Sound familiar? To a ’70s kid like me, it feels very Soviet, almost like the Iron Curtain, or at least a communications curtain, is being raised again.

Internet controls: Prepping the population?

Telegram and YouTube are inflection points here. These platforms, used not only by ordinary Russians, but by businesses, journalists, and even military bloggers, have been throttled under the guise of “non-compliance with national law” and alleged failure to curb criminal content. Discord has already been completely banned. Russian knock-offs, heavily regulated by a deeply paranoid state, are increasingly the only alternatives, with access to Western media platforms now largely dependent on VPNs.

Officially, Moscow denies planning a complete ban. But the slow strangling of core functionalities, and the framing of that strangling as part of a broader, existential “war” tells a different story: prepare the population to lose access to information channels, rebrand technology restrictions as patriotic sacrifice, and bury real blame in a litany of NATO-linked conspiracy. That’s classic propaganda, repackaged for the digital age.

And now the shooting: The latest narrative weapon

Just as this narrative shift unfolds domestically, Russia’s propaganda engine kicked into overdrive over a very real and very explosive security incident: the attempted assassination of Lt. Gen. Vladimir Alekseyev, deputy head of Russia’s GRU military intelligence, in Moscow.

This is a man I have a particular affinity for. Alekseyev personally oversaw the surrender of Azovstal, Mariupol in 2022, the notorious “agreement” that Russia promptly violated by torturing, imprisoning, and handing down lengthy sentences to prisoners of war it branded as “terrorists.” He was shot multiple times at a residential building off the Volokolamsk Highway and hospitalised, an attack unusually brazen for central Moscow.

What the task requires – Write out the passage of the excerpt on Russian internet controls from "Officially, Moscow denies" to "the digital age.", word for word. The records that come next are from a separate source and have no connection to the excerpt.

Data under study –

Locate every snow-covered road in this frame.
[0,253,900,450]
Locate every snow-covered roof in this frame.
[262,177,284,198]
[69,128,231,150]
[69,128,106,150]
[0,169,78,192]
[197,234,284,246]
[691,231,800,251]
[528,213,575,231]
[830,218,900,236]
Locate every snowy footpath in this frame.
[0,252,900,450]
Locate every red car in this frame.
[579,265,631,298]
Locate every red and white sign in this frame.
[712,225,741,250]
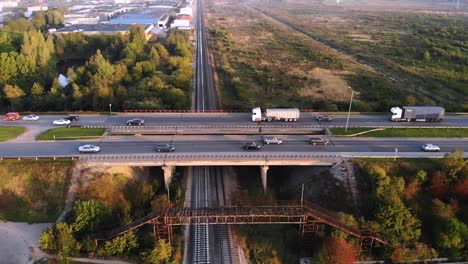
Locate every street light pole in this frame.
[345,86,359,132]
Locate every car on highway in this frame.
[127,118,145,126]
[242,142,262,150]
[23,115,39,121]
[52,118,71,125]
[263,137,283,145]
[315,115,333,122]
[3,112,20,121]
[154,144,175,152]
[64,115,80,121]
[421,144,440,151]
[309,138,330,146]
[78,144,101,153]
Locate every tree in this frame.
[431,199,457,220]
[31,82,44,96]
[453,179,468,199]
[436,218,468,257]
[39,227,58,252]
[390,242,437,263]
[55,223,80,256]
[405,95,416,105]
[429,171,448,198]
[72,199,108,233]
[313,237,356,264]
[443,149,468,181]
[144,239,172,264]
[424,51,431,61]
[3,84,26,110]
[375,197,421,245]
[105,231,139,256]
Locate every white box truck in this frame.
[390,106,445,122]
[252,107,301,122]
...
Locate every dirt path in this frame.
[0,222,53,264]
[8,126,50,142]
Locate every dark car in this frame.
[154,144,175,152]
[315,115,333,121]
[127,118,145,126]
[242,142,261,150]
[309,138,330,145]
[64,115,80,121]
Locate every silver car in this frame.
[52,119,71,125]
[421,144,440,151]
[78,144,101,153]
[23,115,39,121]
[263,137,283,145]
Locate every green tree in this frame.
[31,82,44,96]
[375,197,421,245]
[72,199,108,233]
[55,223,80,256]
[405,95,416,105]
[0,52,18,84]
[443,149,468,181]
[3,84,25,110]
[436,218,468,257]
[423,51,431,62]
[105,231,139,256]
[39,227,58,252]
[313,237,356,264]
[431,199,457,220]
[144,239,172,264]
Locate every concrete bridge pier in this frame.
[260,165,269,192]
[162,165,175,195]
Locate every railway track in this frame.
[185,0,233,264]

Problem solution –
Officially, Moscow denies planning a complete ban. But the slow strangling of core functionalities, and the framing of that strangling as part of a broader, existential “war” tells a different story: prepare the population to lose access to information channels, rebrand technology restrictions as patriotic sacrifice, and bury real blame in a litany of NATO-linked conspiracy. That’s classic propaganda, repackaged for the digital age.